======== Text extract ========

Two 6th grade girls in my daughter's class recently got in a snit in the locker room after PE. Apparently, one girl (let's call her Janet) was wearing boy shorts with "love" emblazoned across the bottom. She claimed these ultra-cool undies came from Victoria's Secret. The other girl said she'd gotten the very same underwear from Target.

They were fighting about status: Did Janet have bragging rights? Or was she upgrading her Target underwear to Victoria's Secret sexiness "to get attention," as my daughter thinks?

These girls are 12 years old. Why are they arguing about this?

I am in the thick of raising daughters. In addition to my own girls, among my circle of closest friends there are a dozen daughters whose backs I'm personally trying to protect. Because I love these girls and see how vulnerable they are, the locker-room argument about Victoria's Secret underwear makes my blood boil.

You may have heard that Victoria's Secret came out blatently targeting teens and tweeners at their fashion show a few months ago: They hired pre-teen idol Justin Beiber to perform while supermodels dressed up as little girl's toys strutted around him. Literally AS the toys: one was a bike with pink streamer handles, another a pinwheel -- watch the video and see for yourself.

WATCH: Victoria's Secret Fashion Show

Between the cotton candy colors, bright toys and Beiber-fever, it is obvious to me why Victoria's Secret appeals to the bat mitzvah set. For spring break, Victoria's Secret launched the "Bright Young Things" campaign to appeal to young teens, according to Victoria Secret CFO Stuart Burgdoerfer. "When somebody's 15 or 16 years old, what do they want to be?" Burgdoerfer quipped at a conference. "They want to be older, and they want to be cool like the girl in college, and that's part of the magic of what we do."

======== Records supplied ========

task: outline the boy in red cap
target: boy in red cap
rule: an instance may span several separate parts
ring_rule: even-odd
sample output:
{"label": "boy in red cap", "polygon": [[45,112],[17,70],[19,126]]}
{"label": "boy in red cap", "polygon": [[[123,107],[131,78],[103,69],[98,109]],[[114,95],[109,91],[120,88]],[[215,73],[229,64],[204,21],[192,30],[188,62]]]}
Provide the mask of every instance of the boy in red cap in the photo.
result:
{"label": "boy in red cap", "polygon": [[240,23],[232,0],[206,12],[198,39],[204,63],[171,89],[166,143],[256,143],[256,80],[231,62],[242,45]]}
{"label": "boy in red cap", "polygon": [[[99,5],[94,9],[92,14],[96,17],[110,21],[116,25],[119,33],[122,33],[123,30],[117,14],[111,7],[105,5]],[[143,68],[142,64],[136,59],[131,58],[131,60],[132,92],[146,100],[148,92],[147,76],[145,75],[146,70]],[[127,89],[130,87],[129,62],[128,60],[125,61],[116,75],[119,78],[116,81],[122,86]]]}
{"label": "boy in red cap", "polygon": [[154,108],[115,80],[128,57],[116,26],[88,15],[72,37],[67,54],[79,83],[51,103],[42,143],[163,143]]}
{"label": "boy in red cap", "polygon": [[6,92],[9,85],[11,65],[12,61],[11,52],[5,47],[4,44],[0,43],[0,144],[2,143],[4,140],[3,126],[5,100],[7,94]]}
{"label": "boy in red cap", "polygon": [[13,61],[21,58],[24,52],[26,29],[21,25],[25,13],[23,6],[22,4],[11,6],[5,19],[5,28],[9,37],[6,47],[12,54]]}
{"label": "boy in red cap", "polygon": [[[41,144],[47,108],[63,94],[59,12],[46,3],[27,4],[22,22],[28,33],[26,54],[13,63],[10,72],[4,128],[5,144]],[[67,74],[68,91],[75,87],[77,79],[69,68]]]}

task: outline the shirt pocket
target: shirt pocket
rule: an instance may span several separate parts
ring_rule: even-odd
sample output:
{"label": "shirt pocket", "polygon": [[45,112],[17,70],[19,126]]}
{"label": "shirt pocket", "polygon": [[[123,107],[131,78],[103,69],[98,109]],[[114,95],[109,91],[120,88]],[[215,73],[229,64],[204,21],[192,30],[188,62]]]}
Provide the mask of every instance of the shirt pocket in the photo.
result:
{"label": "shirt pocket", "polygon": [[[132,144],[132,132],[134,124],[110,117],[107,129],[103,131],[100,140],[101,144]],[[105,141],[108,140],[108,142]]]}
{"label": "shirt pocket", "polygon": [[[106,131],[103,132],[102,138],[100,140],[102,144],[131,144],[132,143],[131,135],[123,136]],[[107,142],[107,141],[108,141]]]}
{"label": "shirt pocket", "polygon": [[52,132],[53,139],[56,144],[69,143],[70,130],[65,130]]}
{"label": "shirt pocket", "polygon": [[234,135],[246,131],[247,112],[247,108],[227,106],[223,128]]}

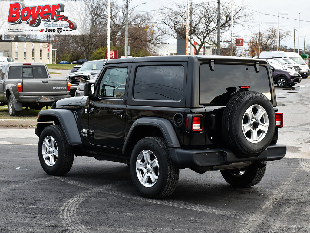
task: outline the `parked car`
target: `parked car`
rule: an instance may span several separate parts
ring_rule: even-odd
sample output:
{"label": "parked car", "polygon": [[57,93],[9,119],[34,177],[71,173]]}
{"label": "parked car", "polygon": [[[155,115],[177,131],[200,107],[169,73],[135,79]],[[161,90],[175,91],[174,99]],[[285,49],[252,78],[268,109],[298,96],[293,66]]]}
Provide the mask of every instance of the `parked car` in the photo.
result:
{"label": "parked car", "polygon": [[78,64],[78,65],[82,65],[84,64],[87,61],[87,59],[86,58],[82,58],[80,59],[78,61],[74,61],[71,62],[71,64]]}
{"label": "parked car", "polygon": [[69,62],[68,62],[67,61],[62,61],[61,62],[60,62],[59,63],[58,63],[59,64],[71,64]]}
{"label": "parked car", "polygon": [[73,73],[73,72],[75,72],[77,71],[82,65],[77,65],[74,66],[73,67],[73,68],[72,68],[69,73],[70,74],[71,73]]}
{"label": "parked car", "polygon": [[294,70],[287,69],[276,63],[270,63],[273,83],[279,87],[293,87],[301,81],[301,75]]}
{"label": "parked car", "polygon": [[266,60],[231,56],[111,59],[85,96],[40,112],[38,160],[57,176],[75,156],[123,163],[153,199],[172,193],[179,169],[219,170],[233,186],[252,186],[286,153],[271,73]]}
{"label": "parked car", "polygon": [[72,96],[75,95],[80,79],[95,80],[106,62],[104,59],[87,62],[81,66],[78,71],[67,75],[66,77],[69,78],[71,84],[70,95]]}
{"label": "parked car", "polygon": [[305,63],[303,59],[297,53],[285,52],[284,51],[263,51],[261,52],[259,58],[290,58],[296,64],[293,65],[295,70],[300,74],[303,78],[307,78],[310,73],[309,67]]}

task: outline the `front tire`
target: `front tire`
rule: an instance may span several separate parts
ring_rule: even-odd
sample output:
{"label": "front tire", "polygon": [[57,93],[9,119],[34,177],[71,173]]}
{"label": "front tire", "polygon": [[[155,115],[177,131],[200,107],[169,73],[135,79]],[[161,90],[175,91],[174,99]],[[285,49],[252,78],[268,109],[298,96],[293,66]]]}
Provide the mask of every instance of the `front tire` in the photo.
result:
{"label": "front tire", "polygon": [[[266,162],[261,163],[266,164]],[[221,170],[221,173],[224,179],[231,185],[245,188],[258,184],[263,178],[266,171],[266,166],[260,168],[252,164],[243,168]]]}
{"label": "front tire", "polygon": [[138,142],[131,153],[130,167],[134,184],[144,197],[166,197],[175,189],[179,169],[161,138],[150,137]]}
{"label": "front tire", "polygon": [[8,104],[9,106],[9,114],[11,116],[19,116],[20,112],[19,111],[16,111],[15,109],[14,103],[12,96],[10,96]]}
{"label": "front tire", "polygon": [[279,77],[277,79],[277,85],[279,87],[285,87],[287,85],[286,79],[283,77]]}
{"label": "front tire", "polygon": [[64,175],[73,163],[72,147],[59,126],[49,126],[43,130],[39,139],[38,153],[41,166],[49,175]]}

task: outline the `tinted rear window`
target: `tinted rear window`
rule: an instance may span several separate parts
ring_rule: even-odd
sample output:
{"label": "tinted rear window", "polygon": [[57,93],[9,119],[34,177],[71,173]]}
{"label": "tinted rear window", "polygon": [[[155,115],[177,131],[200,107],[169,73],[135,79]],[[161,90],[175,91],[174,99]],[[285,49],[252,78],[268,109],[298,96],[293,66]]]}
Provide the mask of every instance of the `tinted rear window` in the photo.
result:
{"label": "tinted rear window", "polygon": [[239,86],[250,86],[249,90],[263,93],[271,100],[267,68],[259,66],[257,73],[254,65],[216,64],[211,71],[209,64],[200,66],[199,103],[201,104],[227,103],[230,94]]}
{"label": "tinted rear window", "polygon": [[43,66],[14,66],[9,70],[8,78],[47,78],[47,74]]}
{"label": "tinted rear window", "polygon": [[138,67],[136,73],[135,99],[180,100],[183,96],[184,67],[178,66]]}

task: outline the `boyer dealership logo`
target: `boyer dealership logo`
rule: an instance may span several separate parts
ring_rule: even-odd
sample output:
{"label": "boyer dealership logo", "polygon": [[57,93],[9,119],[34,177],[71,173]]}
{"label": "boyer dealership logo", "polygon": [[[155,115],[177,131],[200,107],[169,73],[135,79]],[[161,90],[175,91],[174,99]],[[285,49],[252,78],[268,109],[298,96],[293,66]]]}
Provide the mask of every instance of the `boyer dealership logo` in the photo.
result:
{"label": "boyer dealership logo", "polygon": [[[60,14],[60,12],[64,10],[64,4],[63,3],[28,7],[25,6],[24,3],[21,2],[11,3],[10,4],[8,23],[11,25],[24,23],[29,24],[30,27],[35,27],[40,26],[43,21],[46,22],[43,24],[45,27],[60,28],[57,29],[59,33],[61,33],[62,27],[69,27],[70,31],[75,30],[76,24],[68,19],[67,16]],[[61,22],[58,23],[48,23],[51,21],[56,22],[59,21]],[[47,28],[46,29],[45,31],[54,32],[56,30],[48,30]]]}

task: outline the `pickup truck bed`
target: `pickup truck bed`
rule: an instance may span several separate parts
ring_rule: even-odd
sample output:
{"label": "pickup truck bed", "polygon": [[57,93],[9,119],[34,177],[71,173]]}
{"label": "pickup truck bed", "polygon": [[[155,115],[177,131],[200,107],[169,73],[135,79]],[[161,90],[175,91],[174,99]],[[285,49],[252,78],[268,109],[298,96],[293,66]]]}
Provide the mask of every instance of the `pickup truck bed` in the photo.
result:
{"label": "pickup truck bed", "polygon": [[11,116],[23,107],[39,110],[70,97],[66,78],[52,79],[46,65],[14,63],[0,66],[0,106],[8,105]]}

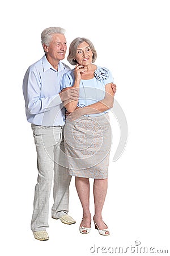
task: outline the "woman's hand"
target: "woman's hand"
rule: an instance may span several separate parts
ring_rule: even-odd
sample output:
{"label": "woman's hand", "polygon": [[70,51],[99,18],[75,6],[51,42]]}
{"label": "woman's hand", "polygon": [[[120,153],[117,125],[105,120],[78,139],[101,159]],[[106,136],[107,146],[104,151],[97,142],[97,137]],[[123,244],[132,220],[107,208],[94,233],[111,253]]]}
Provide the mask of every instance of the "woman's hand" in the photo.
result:
{"label": "woman's hand", "polygon": [[86,72],[84,66],[82,65],[76,65],[74,71],[75,80],[79,82],[82,79],[82,74]]}
{"label": "woman's hand", "polygon": [[116,93],[116,84],[113,84],[113,82],[112,82],[112,84],[111,85],[111,87],[112,87],[112,89],[113,90],[113,92],[114,95]]}

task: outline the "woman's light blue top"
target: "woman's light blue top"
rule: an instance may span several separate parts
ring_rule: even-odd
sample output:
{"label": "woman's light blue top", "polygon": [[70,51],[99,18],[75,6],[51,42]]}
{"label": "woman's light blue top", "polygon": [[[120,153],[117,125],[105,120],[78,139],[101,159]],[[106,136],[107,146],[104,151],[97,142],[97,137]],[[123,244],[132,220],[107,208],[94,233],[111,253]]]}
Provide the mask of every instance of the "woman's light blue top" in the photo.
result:
{"label": "woman's light blue top", "polygon": [[[62,78],[61,90],[73,86],[74,84],[74,69],[66,73]],[[94,77],[88,80],[81,80],[79,85],[79,98],[78,106],[83,108],[96,103],[104,98],[105,85],[113,82],[111,72],[107,68],[97,66],[94,72]],[[86,115],[96,117],[107,113],[109,110],[99,114]]]}

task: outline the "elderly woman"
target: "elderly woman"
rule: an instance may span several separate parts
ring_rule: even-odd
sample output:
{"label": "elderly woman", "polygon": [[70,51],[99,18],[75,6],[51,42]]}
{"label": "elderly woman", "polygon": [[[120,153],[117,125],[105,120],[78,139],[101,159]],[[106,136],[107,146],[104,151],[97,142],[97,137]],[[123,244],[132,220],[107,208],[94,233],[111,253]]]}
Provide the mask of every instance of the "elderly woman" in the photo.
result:
{"label": "elderly woman", "polygon": [[108,111],[113,105],[113,79],[107,68],[93,64],[96,57],[90,40],[74,39],[70,46],[67,60],[75,68],[65,74],[61,89],[73,86],[79,92],[78,101],[65,102],[70,114],[64,131],[69,175],[75,176],[75,186],[83,210],[79,230],[87,234],[91,229],[89,178],[92,178],[95,226],[100,234],[107,236],[109,231],[101,213],[107,191],[112,142]]}

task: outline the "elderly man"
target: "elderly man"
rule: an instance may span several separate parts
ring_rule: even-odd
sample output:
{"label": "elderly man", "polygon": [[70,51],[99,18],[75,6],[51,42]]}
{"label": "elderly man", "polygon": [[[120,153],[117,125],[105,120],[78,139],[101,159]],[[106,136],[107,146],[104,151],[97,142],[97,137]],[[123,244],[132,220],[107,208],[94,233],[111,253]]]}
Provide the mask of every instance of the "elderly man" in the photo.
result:
{"label": "elderly man", "polygon": [[[38,179],[35,187],[31,229],[39,240],[48,240],[49,197],[53,180],[54,204],[52,217],[63,223],[75,221],[67,214],[71,176],[64,163],[63,102],[78,99],[76,88],[60,91],[63,74],[70,68],[64,59],[67,46],[65,30],[58,27],[45,29],[41,42],[45,55],[31,65],[25,75],[23,90],[27,120],[31,123],[37,155]],[[116,86],[113,90],[116,91]]]}

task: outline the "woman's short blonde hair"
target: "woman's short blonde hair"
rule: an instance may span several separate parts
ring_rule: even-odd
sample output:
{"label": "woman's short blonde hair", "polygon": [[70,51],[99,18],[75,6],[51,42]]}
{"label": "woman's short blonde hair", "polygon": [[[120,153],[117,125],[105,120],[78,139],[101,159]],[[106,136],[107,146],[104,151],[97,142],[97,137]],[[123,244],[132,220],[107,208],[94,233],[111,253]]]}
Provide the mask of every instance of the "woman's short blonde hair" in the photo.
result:
{"label": "woman's short blonde hair", "polygon": [[86,42],[89,45],[90,48],[93,53],[92,63],[94,63],[95,61],[97,58],[97,52],[92,42],[87,38],[76,38],[74,39],[70,44],[69,47],[69,53],[67,58],[67,60],[71,65],[75,65],[78,64],[77,61],[75,59],[77,48],[79,45],[82,43],[83,43],[83,42]]}

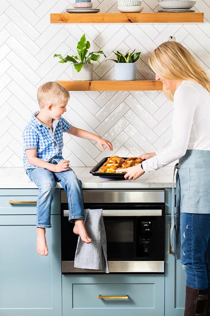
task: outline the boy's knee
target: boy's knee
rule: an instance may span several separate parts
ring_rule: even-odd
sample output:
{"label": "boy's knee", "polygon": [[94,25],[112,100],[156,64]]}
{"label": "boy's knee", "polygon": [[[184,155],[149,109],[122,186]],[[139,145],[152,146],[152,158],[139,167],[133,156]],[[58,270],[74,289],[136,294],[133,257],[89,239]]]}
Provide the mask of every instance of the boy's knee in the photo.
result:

========

## Work to complete
**1.** Translate this sentence from the piece on Victoria's Secret and preteen girls into Spanish: "The other girl said she'd gotten the very same underwear from Target."
**2.** From the piece on Victoria's Secret and preteen girls, extract the passage from "They were fighting" up to and including "my blood boil.", copied word for word.

## The responses
**1.** La otra niña dijo que había conseguido exactamente la misma ropa interior en Target.

**2.**
They were fighting about status: Did Janet have bragging rights? Or was she upgrading her Target underwear to Victoria's Secret sexiness "to get attention," as my daughter thinks?

These girls are 12 years old. Why are they arguing about this?

I am in the thick of raising daughters. In addition to my own girls, among my circle of closest friends there are a dozen daughters whose backs I'm personally trying to protect. Because I love these girls and see how vulnerable they are, the locker-room argument about Victoria's Secret underwear makes my blood boil.